Reproduce the records below exactly, but leave their pictures out of the copy.

Collection entries
=== Section Start ===

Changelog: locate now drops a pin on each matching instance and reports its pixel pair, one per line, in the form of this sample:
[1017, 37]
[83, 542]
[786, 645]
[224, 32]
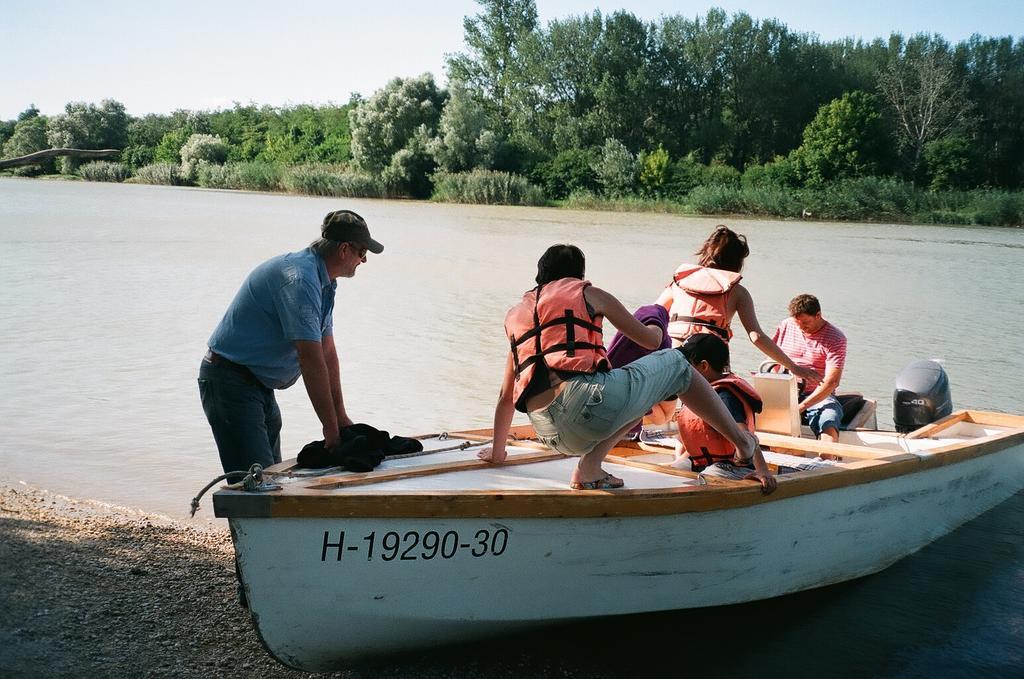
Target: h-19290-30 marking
[412, 546]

=== Section End ===

• Completed task:
Changelog: locate now drops a pin on each matching instance and reports its pixel pair, one per line, in the form of this sample:
[1017, 37]
[83, 542]
[786, 645]
[224, 32]
Target: h-19290-30 marking
[412, 546]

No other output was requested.